What you will do
Word for word, restate all of the data shown below.
--- Material for the task ---
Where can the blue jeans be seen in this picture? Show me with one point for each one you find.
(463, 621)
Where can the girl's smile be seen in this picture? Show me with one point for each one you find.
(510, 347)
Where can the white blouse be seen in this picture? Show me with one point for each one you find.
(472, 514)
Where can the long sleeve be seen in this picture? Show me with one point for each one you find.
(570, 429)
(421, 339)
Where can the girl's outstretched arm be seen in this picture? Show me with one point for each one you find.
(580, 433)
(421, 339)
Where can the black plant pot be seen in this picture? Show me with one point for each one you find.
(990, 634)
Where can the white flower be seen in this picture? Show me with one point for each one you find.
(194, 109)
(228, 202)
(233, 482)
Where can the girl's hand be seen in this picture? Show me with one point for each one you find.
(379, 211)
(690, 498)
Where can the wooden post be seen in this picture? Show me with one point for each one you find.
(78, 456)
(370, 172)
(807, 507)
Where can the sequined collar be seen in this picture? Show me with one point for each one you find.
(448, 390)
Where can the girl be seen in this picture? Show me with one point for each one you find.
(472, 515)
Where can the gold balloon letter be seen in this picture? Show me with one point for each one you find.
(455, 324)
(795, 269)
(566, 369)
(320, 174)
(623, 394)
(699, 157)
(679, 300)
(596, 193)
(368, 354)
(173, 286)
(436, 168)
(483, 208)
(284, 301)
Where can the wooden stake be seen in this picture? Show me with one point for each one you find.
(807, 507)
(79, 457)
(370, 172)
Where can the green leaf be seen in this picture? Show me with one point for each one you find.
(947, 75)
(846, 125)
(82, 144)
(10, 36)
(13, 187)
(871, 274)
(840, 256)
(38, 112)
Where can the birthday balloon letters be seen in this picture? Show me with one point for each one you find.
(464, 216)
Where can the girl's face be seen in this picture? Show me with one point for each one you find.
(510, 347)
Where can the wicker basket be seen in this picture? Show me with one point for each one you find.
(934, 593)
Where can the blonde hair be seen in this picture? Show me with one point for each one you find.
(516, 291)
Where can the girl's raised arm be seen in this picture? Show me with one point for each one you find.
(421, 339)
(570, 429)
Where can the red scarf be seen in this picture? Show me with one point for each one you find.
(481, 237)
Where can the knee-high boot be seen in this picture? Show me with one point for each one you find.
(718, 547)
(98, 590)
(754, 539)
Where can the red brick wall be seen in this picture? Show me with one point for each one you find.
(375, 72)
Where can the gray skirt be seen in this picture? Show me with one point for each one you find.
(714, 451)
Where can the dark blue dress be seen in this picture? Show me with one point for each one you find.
---
Completed exercise
Where can the blue jeans be seen in this picture? Show me with one point for each one you find.
(463, 621)
Where can the girl's smile be seen in this picture? Show me with one point for each one you find.
(510, 347)
Where can the white blouse be seen in this picture? Show me with one point for each one you find.
(472, 514)
Where can the long sleeve be seen in this picture? Show me with one point for each one you find.
(570, 429)
(421, 339)
Where can the girl's outstretched arm be seen in this picture? Show me with one point for each one you find.
(580, 433)
(421, 339)
Where can the black plant pot be seen in this picture? Show me with one point for each one you find.
(990, 634)
Where can the white flower be seen in this picture? Show me with one point for each one you find.
(194, 109)
(228, 202)
(233, 482)
Where can the girl's hand be seen in this picture? Show me with one point for each one you find.
(379, 211)
(690, 498)
Where can the wooden post be seen in this picture? Show me with one point for each one you find.
(78, 456)
(370, 172)
(807, 507)
Where can the sequined collar be seen in this picture? Show me with one point for each one you find.
(448, 390)
Where can the girl be seen in this picture? Show me with one point for each one you find.
(472, 515)
Where can the gold balloon letter be seen in this picture? Show me with one point for each one you find.
(455, 324)
(795, 269)
(566, 369)
(320, 174)
(623, 394)
(699, 157)
(679, 300)
(596, 193)
(368, 354)
(173, 286)
(436, 168)
(483, 208)
(284, 301)
Where can the wooden stake be seen in this picture? Show me with one point for each one you find.
(807, 507)
(79, 457)
(370, 172)
Where can the green leaf be seen in this picture? Show me with one point for each one you find.
(947, 75)
(846, 125)
(82, 144)
(10, 36)
(13, 187)
(871, 274)
(840, 256)
(38, 112)
Where can the birthday balloon letters be seen in this picture? Show me with one point for each one you find.
(464, 216)
Where can the girl's face be seen in this picture? Show me with one point for each one you find.
(510, 347)
Where can the wicker basket be seen in this picture? Show me with one point for each one you find.
(934, 593)
Where can the blonde hair be seen in this picture? Show me with one point for each one you find.
(516, 291)
Where can the girl's raised arm be seen in this picture? Show me with one point for each one you find.
(421, 339)
(570, 429)
Where can the red scarf be seen in this picture? Show me with one point for each one you find.
(481, 237)
Where can the knee-high boot be seen in this picture? Show me with one point for each one you find.
(718, 547)
(98, 590)
(754, 539)
Where can the red brick wall be seen in this picture? Show me with one point for each one you find.
(375, 72)
Where can the gray skirt be seen in this picture? Show me with one point for each one you find.
(714, 451)
Where can the dark blue dress be seen in this picture? Show me with one point for each one you find.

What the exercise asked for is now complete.